### EXERCISE
Print exactly and only the lines that run from the one containing "for the dry" through the end of the material, please, omitting pictures.

### THE DATA
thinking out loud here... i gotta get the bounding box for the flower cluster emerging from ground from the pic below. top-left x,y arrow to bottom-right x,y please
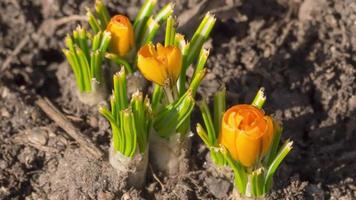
62,0 -> 292,197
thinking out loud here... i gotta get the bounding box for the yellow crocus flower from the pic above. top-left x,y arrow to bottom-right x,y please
137,43 -> 182,86
219,104 -> 276,167
106,15 -> 135,56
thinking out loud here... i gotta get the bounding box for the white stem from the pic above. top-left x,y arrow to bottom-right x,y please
149,132 -> 191,176
77,79 -> 107,106
231,175 -> 265,200
109,143 -> 148,188
245,174 -> 253,197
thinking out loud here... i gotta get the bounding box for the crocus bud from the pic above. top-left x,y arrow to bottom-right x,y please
137,43 -> 182,86
106,15 -> 135,56
219,104 -> 275,167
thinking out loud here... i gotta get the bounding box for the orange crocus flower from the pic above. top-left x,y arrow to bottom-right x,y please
219,104 -> 276,167
137,43 -> 182,86
106,15 -> 135,56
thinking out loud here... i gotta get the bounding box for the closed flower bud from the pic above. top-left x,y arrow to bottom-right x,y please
106,15 -> 135,56
219,104 -> 276,167
137,43 -> 182,86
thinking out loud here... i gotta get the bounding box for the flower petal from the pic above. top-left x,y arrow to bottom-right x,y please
106,15 -> 134,56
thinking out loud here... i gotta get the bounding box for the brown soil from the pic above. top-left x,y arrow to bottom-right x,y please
0,0 -> 355,199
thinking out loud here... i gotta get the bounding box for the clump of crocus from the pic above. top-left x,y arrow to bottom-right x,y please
197,88 -> 293,198
63,0 -> 174,105
87,0 -> 174,73
63,26 -> 111,105
136,14 -> 216,176
99,67 -> 151,188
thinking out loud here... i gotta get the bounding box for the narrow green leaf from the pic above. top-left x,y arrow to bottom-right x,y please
196,123 -> 211,146
187,13 -> 216,65
188,68 -> 206,97
105,53 -> 134,73
221,146 -> 247,194
131,91 -> 147,153
118,68 -> 128,109
134,0 -> 157,43
151,84 -> 163,112
121,109 -> 137,157
92,31 -> 102,51
72,29 -> 80,45
91,51 -> 103,83
198,99 -> 216,144
174,33 -> 187,50
76,48 -> 92,91
264,140 -> 293,192
154,3 -> 174,23
165,16 -> 176,47
99,31 -> 111,53
63,49 -> 84,91
251,87 -> 266,109
193,48 -> 209,78
251,168 -> 264,197
95,0 -> 110,29
99,106 -> 121,152
213,88 -> 226,136
154,92 -> 195,138
65,35 -> 75,53
264,121 -> 283,166
77,27 -> 90,61
140,17 -> 160,45
87,10 -> 101,33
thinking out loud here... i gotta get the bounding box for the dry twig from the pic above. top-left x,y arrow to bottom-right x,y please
35,96 -> 104,159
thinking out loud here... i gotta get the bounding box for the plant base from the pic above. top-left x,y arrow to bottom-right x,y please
232,188 -> 266,200
77,81 -> 107,106
149,132 -> 191,176
109,144 -> 148,188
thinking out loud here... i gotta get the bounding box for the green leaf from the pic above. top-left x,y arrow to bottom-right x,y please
186,12 -> 216,66
77,27 -> 90,61
105,53 -> 134,73
121,109 -> 137,157
99,31 -> 111,53
134,0 -> 157,43
152,84 -> 163,112
221,146 -> 247,194
251,87 -> 266,109
76,47 -> 92,92
99,106 -> 121,152
131,91 -> 148,153
192,48 -> 209,79
92,31 -> 102,51
90,51 -> 103,83
113,68 -> 128,111
189,68 -> 206,97
213,88 -> 226,136
87,10 -> 101,33
264,140 -> 293,193
140,17 -> 160,45
95,0 -> 110,29
165,16 -> 176,47
65,35 -> 76,53
264,121 -> 283,166
196,123 -> 210,146
154,3 -> 174,23
251,168 -> 264,197
63,49 -> 84,91
198,99 -> 216,144
154,91 -> 195,138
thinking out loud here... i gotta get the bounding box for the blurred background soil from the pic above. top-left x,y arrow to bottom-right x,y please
0,0 -> 355,199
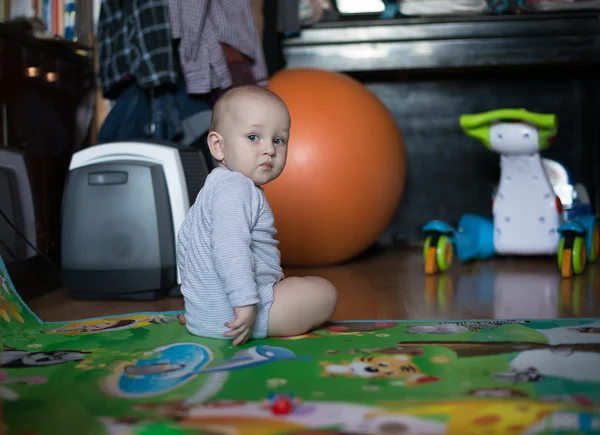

### TASK RESULT
thinking out loud here... i gotta get the bounding box for the dry twig from the pic above. top-left x,y arrow to bottom-right x,y please
35,96 -> 104,159
thinking out loud here... i gotta get the bounding box for the plant base from the pic above. top-left x,y arrow to bottom-right x,y please
232,188 -> 266,200
77,81 -> 107,106
149,132 -> 191,176
109,144 -> 148,188
thinking out loud here... i gotta get the bounding box for the green leaf from the pic above. top-left x,y arrow to bottom-right x,y please
186,12 -> 216,66
77,27 -> 90,61
105,53 -> 134,73
121,109 -> 137,157
99,31 -> 111,53
134,0 -> 157,43
152,84 -> 163,112
221,146 -> 247,194
251,87 -> 266,109
76,47 -> 92,92
99,106 -> 121,152
131,91 -> 148,153
192,48 -> 209,79
92,31 -> 102,51
90,51 -> 103,83
113,68 -> 128,111
189,68 -> 206,97
213,88 -> 226,136
87,10 -> 101,33
264,140 -> 293,193
140,17 -> 160,45
95,0 -> 110,29
165,16 -> 176,47
65,35 -> 76,53
264,121 -> 283,166
196,123 -> 210,146
154,3 -> 174,23
251,168 -> 264,197
63,49 -> 84,91
198,99 -> 216,144
154,91 -> 195,138
thinking out loud here... i gotta get the bounding box for the blurred background soil from the pic above. top-left x,y arrow to bottom-right x,y please
0,0 -> 355,199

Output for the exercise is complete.